▶ [Given request]
Take the line that contains "of the recessed" and all lines after it, up to and including the last line of the data, and write them out exactly; nothing else belongs in the answer.

▶ [Records for the exercise]
═══
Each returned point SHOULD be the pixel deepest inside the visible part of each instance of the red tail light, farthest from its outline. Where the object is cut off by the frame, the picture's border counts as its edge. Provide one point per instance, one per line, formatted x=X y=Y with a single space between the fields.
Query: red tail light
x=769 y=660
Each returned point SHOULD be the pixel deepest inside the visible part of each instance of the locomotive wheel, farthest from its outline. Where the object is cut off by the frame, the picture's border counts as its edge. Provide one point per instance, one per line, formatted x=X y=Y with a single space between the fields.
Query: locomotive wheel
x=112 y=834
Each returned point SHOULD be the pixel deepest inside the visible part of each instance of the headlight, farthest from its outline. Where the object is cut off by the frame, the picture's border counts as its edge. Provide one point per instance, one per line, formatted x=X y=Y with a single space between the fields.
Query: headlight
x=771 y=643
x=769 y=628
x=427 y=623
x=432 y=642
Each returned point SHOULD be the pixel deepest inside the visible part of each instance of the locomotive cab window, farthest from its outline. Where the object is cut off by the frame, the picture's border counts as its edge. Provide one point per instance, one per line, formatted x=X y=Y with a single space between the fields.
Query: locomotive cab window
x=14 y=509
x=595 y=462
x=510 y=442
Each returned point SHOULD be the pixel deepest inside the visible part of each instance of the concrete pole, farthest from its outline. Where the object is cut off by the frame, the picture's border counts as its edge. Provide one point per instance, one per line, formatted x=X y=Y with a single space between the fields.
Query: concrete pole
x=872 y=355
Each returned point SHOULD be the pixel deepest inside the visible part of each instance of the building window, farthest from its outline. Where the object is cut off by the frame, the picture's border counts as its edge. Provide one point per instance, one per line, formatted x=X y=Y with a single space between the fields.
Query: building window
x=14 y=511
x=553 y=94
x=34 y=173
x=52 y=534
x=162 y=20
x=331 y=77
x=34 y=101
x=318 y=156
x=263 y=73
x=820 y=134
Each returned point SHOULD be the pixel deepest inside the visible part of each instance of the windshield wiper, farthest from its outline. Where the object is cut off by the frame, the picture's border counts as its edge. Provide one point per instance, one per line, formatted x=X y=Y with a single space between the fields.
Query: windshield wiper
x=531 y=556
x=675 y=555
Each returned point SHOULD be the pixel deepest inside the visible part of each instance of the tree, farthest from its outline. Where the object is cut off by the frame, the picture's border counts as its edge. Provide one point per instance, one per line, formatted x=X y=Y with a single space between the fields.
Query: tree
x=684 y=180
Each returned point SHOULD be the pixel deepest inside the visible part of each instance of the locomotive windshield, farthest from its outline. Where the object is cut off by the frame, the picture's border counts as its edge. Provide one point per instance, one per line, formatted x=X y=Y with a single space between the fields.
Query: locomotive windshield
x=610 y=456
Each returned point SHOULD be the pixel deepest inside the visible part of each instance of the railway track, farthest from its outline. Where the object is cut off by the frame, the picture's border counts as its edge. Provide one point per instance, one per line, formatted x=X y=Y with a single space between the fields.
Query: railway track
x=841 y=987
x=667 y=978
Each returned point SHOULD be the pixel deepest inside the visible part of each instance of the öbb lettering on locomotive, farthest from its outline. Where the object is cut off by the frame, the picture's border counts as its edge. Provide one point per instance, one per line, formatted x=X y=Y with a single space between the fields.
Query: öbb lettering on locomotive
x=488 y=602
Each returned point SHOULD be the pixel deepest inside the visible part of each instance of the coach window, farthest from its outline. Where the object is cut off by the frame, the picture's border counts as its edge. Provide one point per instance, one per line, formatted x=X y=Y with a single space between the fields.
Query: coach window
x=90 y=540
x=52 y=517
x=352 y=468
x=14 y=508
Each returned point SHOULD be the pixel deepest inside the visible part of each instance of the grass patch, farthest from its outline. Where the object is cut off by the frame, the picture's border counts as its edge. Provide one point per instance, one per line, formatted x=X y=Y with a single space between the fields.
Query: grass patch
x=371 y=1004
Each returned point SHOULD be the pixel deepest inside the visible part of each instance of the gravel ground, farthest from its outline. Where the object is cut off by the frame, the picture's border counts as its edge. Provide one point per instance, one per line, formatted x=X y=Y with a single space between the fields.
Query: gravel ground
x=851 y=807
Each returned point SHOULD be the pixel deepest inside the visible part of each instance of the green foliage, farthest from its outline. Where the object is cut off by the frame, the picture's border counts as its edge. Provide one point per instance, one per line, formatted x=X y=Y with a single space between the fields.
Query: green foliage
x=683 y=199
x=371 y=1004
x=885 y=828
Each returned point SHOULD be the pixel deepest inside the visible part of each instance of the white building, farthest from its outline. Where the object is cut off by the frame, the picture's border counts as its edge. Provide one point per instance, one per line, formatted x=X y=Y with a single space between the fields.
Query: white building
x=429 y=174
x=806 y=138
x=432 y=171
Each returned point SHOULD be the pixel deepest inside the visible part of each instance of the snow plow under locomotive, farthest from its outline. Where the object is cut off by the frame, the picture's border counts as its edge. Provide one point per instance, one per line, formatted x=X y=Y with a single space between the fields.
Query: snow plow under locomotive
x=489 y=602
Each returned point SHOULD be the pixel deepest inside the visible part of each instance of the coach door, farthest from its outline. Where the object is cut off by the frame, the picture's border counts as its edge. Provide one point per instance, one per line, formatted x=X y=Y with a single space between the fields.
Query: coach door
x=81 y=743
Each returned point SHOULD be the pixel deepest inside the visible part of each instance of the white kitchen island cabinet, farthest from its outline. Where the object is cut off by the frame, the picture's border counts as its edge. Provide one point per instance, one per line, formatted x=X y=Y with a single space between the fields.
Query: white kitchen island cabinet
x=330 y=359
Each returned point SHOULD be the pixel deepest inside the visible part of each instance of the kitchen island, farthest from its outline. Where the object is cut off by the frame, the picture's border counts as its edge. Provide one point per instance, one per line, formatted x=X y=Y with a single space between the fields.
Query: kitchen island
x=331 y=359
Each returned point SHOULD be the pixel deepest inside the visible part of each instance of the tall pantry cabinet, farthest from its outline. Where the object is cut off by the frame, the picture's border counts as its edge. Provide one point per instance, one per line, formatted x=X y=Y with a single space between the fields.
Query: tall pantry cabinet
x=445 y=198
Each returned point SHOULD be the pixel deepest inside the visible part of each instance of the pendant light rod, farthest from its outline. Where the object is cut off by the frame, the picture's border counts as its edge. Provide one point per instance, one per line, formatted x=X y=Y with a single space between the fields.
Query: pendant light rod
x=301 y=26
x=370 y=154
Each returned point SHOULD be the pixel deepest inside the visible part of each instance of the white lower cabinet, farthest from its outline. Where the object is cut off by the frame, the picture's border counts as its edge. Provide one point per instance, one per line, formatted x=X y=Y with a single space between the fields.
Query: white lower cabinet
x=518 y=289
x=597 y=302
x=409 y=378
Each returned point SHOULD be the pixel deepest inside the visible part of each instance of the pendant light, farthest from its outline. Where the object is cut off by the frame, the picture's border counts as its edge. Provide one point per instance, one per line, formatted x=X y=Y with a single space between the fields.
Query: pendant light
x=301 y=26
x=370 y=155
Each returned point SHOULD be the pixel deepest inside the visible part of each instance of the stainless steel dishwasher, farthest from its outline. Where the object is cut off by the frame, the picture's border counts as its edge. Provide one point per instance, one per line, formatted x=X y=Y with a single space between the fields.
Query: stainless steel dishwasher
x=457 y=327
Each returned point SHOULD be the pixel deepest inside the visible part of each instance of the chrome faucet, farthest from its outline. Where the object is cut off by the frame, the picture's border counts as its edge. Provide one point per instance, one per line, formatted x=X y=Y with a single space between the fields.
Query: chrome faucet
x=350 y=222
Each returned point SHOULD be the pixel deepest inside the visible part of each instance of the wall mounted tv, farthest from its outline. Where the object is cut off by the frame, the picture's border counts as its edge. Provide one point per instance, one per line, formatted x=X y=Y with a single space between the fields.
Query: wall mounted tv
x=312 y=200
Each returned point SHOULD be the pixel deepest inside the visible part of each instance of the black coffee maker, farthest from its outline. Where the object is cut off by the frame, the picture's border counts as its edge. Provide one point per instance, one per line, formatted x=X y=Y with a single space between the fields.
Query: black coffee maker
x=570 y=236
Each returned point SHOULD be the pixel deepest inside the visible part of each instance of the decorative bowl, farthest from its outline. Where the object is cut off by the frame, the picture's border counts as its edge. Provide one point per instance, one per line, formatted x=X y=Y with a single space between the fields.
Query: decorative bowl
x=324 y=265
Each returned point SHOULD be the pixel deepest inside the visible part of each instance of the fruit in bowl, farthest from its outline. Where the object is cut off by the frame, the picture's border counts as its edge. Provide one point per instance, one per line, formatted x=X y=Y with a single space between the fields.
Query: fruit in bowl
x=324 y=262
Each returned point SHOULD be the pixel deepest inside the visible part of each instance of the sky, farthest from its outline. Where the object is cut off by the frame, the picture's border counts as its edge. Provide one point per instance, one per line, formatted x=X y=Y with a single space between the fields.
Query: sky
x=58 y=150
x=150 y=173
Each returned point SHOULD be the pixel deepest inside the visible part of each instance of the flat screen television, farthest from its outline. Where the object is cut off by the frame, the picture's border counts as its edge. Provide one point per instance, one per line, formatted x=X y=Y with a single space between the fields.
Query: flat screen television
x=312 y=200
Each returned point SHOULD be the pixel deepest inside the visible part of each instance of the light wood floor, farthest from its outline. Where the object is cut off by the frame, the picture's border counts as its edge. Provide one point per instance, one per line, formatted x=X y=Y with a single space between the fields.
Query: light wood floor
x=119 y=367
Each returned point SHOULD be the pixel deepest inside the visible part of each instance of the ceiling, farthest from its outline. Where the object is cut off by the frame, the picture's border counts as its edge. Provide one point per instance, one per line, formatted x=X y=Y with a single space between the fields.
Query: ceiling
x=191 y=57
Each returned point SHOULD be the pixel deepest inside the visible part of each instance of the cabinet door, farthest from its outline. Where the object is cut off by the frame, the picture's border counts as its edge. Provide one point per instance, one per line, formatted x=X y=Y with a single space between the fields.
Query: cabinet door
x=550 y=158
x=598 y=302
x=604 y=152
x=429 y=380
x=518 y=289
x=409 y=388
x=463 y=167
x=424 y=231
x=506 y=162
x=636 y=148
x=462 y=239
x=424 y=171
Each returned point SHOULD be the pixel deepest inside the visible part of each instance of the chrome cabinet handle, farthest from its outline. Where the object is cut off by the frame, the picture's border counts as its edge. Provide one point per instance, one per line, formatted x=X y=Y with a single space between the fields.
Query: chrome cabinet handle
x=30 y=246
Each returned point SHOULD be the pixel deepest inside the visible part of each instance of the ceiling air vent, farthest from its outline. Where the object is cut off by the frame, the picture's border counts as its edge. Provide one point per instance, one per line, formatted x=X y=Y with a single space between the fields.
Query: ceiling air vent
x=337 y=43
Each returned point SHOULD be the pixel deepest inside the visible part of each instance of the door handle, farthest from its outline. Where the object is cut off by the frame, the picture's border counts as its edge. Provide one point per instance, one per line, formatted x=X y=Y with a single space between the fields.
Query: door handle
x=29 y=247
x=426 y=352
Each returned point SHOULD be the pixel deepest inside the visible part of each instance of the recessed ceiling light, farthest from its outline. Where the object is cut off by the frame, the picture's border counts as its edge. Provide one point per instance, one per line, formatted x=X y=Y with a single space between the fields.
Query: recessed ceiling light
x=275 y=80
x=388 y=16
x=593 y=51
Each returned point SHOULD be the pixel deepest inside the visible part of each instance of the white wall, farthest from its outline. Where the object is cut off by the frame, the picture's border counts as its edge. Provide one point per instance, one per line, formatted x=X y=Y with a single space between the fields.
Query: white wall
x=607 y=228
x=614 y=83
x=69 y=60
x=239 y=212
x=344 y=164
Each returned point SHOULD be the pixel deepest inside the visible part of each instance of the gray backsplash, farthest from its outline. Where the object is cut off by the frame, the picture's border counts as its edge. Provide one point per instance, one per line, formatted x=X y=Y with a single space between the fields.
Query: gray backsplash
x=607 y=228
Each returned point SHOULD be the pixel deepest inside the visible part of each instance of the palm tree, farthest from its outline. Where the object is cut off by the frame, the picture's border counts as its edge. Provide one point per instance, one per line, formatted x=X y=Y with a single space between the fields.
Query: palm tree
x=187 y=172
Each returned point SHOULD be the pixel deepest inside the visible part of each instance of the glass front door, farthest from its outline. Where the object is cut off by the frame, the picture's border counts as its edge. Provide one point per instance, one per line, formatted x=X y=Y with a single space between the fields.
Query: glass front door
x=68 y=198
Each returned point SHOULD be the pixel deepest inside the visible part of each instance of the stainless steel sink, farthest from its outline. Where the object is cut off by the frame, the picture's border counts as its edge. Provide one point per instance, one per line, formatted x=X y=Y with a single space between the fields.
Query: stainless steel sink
═══
▶ [Solution to this exercise]
Each returned point SHOULD be the pixel deepest inside the visible part of each instance of the recessed ceiling light, farthest from its outline. Where the object is cut off by the frame, the picture's border counts as its edge. Provide one point per instance, one per line, formatted x=X y=Y with a single space between the fields.
Query: recessed ceiling light
x=275 y=80
x=388 y=16
x=593 y=51
Each returned point SHOULD be the pixel deepest inside the visible part of each instance of the white wall, farthest from its outline. Where the object is cut off by the frame, the picture's border counts as its edge. Provide one point per instance, one per line, formatted x=X y=Y with a single space between the fields.
Query: white wall
x=607 y=228
x=614 y=83
x=69 y=60
x=239 y=212
x=344 y=164
Each returned point SHOULD be the pixel deepest inside the visible part of each instance of the gray backsplash, farthest from its outline. Where the object is cut off by the frame, the picture's border counts as its edge. Provide one point per instance, one per line, formatted x=X y=Y with a single space between the fields.
Query: gray backsplash
x=607 y=228
Each returned point SHOULD be the pixel deepest inside the visible part of each instance of the palm tree, farthest from its outline. Where the object is cut off by the frame, the picture's border counts as its edge. Provide one point per instance, one per line, formatted x=X y=Y with a single space between the fields.
Query: palm tree
x=187 y=172
Each returned point SHOULD be the pixel deepest inside the visible part of each instance of the glass front door, farthest from its outline. Where the object is cut off by the frame, the picture's border counts as its edge. Provide one point per instance, one per line, formatted x=X y=Y with a single space between the fields.
Query: glass front door
x=68 y=198
Each returned point SHOULD be the pixel deepest inside the visible part of each instance of the stainless steel sink, farthest from its outline. Where the object is cut off by the frame, the picture's border counts as its edge. Provide one point per instance, one per line, formatted x=X y=Y with a single space between the fields.
Query: stainless steel sink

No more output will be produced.